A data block
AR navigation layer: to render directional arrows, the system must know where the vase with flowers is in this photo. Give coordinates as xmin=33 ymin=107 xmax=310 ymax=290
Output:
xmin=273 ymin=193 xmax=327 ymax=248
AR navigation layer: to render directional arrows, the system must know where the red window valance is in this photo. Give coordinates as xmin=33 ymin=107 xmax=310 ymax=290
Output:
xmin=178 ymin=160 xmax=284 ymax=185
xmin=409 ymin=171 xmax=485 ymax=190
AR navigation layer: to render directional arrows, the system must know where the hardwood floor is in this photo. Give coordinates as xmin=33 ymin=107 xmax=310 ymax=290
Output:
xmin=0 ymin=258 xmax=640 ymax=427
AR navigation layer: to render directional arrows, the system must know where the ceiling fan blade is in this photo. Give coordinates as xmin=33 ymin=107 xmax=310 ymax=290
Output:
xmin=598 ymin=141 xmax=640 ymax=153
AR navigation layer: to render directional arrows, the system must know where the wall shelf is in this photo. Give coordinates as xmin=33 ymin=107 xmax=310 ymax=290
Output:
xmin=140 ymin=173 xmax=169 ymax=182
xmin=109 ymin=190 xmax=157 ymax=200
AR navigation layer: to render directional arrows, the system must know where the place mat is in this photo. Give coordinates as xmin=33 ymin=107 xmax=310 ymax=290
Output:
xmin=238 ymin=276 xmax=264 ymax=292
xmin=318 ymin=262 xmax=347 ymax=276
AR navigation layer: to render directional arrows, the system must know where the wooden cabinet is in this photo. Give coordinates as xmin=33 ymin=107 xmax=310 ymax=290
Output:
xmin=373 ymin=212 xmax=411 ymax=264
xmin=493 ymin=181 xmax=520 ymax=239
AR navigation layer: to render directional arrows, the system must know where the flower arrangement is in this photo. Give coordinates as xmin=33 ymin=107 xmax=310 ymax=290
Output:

**INSTRUCTIONS TO FOLLOW:**
Reproduce every row above verbatim, line for line.

**PROBLEM SOLUTION:**
AR navigation layer: to render directional arrows, the system must know where the vase with flowers is in this photo. Give coordinates as xmin=33 ymin=107 xmax=310 ymax=290
Output:
xmin=273 ymin=193 xmax=327 ymax=248
AR navigation layer: to render directional arrows, the system must know where the red window valance is in this photo. Give coordinates as xmin=33 ymin=107 xmax=310 ymax=290
Output:
xmin=178 ymin=160 xmax=284 ymax=185
xmin=409 ymin=171 xmax=485 ymax=190
AR navigation layer: to render directional arrows, the system must know where the hardwood floor is in this photo. Give coordinates as xmin=33 ymin=107 xmax=310 ymax=290
Output:
xmin=0 ymin=258 xmax=640 ymax=427
AR navigation layer: to render directional arrows, the system must know where the ceiling fan blade is in this photo. Give coordinates as xmin=33 ymin=107 xmax=310 ymax=290
Output:
xmin=598 ymin=141 xmax=640 ymax=153
AR navigation layer: to render directional arrows, the system must know where the wall shelf is in this photo. Give coordinates as xmin=33 ymin=107 xmax=310 ymax=290
Output:
xmin=140 ymin=173 xmax=169 ymax=182
xmin=109 ymin=190 xmax=157 ymax=200
AR navigation layer: to render directional arrows, the system must know where the place mat is in this photo. Give coordinates as xmin=33 ymin=107 xmax=310 ymax=290
Output:
xmin=238 ymin=276 xmax=264 ymax=292
xmin=318 ymin=262 xmax=347 ymax=276
AR navigation layer: to render directional arrows, the system must know where the wooden cabinet is in this photo. Give coordinates as xmin=33 ymin=107 xmax=310 ymax=290
Output:
xmin=373 ymin=212 xmax=411 ymax=264
xmin=493 ymin=181 xmax=520 ymax=239
AR navigation layer: to render directional arrows, the system must know where the flower arrangement is in this photo. Give coordinates as xmin=33 ymin=107 xmax=310 ymax=290
Output:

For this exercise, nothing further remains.